• PROBLEM TO SOLVE: Could you retype the rows word for word, starting at the very beginning and ending at the line that contains "305 153 L 268", with both of those lines included?

---------- RECORDED DATA

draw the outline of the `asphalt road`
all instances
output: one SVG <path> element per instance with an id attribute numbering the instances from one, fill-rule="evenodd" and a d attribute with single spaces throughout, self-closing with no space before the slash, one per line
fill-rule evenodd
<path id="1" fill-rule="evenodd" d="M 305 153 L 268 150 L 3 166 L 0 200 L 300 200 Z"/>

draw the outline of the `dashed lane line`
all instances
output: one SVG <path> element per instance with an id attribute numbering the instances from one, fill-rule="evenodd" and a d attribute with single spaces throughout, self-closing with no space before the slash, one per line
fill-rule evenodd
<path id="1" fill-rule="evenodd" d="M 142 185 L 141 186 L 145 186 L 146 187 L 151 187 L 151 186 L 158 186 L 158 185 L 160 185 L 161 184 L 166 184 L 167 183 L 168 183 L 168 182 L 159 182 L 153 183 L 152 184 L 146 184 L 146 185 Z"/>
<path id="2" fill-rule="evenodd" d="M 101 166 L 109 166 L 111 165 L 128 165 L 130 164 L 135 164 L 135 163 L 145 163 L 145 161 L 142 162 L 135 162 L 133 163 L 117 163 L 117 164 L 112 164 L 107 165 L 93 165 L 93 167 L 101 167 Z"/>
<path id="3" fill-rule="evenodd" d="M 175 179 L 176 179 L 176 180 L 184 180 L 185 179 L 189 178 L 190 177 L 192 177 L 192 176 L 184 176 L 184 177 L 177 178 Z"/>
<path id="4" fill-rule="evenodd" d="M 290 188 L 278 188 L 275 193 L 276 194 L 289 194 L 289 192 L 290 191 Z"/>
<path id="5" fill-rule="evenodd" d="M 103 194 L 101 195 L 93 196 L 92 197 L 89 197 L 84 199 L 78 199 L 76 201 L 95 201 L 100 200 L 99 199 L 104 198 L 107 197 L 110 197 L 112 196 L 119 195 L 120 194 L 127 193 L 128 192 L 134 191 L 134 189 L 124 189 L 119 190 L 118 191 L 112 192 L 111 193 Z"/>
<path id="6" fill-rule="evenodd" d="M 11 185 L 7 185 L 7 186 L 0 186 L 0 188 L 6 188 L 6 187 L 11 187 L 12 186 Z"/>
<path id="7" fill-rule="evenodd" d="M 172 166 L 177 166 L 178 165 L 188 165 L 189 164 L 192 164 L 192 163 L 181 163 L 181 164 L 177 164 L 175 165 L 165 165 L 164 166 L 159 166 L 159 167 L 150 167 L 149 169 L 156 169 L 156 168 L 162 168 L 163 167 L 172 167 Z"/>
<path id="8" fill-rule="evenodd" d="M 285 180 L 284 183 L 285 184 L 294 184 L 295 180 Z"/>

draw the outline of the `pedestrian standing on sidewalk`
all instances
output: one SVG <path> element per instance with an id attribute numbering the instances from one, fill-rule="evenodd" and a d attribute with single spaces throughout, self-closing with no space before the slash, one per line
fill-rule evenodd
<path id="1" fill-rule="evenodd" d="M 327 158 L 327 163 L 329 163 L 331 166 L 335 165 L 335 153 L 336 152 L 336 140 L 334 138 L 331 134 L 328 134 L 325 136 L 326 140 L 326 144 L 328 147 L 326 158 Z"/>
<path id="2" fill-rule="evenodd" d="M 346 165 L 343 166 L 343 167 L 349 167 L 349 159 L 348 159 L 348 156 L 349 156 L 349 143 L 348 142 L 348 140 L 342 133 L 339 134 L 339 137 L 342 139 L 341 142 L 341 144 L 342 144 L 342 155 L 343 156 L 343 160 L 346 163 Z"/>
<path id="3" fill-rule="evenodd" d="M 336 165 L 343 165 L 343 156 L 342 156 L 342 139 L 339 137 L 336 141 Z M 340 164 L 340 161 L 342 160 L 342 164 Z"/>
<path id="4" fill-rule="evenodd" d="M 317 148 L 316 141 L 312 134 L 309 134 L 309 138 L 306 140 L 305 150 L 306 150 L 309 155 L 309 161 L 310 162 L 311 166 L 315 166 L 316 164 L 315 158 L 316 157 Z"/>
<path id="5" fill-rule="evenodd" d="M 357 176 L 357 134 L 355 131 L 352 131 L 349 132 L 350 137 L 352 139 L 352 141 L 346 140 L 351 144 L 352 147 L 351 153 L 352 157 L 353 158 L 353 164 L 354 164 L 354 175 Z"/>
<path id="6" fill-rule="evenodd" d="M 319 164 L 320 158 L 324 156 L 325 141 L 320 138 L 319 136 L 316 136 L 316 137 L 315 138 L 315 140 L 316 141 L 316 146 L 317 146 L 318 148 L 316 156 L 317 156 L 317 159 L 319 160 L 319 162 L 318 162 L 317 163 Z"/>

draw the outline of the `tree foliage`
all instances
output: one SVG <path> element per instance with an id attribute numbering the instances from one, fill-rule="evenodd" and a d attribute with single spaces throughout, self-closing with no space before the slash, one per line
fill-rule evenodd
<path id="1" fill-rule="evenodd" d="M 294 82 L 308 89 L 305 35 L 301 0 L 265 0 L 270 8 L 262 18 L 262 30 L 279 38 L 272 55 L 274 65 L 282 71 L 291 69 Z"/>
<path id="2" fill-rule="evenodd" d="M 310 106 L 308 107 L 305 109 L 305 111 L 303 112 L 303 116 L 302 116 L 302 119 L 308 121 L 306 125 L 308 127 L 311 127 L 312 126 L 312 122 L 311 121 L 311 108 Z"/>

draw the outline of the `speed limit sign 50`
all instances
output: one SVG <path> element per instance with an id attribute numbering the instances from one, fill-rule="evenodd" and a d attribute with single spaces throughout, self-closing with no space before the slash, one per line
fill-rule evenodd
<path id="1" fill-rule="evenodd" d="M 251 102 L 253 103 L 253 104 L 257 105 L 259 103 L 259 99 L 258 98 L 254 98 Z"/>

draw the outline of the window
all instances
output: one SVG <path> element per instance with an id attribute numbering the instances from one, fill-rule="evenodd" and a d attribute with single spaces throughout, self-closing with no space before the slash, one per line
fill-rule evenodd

--------------------

• OUTPUT FOR THIS EXERCISE:
draw the outline of the `asphalt road`
all instances
output: one SVG <path> element per instance with an id attribute numbering the instances from one, fill-rule="evenodd" and a d attribute with single spaces throughout, self-closing with no space before the slash, one per line
fill-rule evenodd
<path id="1" fill-rule="evenodd" d="M 305 153 L 268 150 L 3 166 L 0 200 L 300 200 Z"/>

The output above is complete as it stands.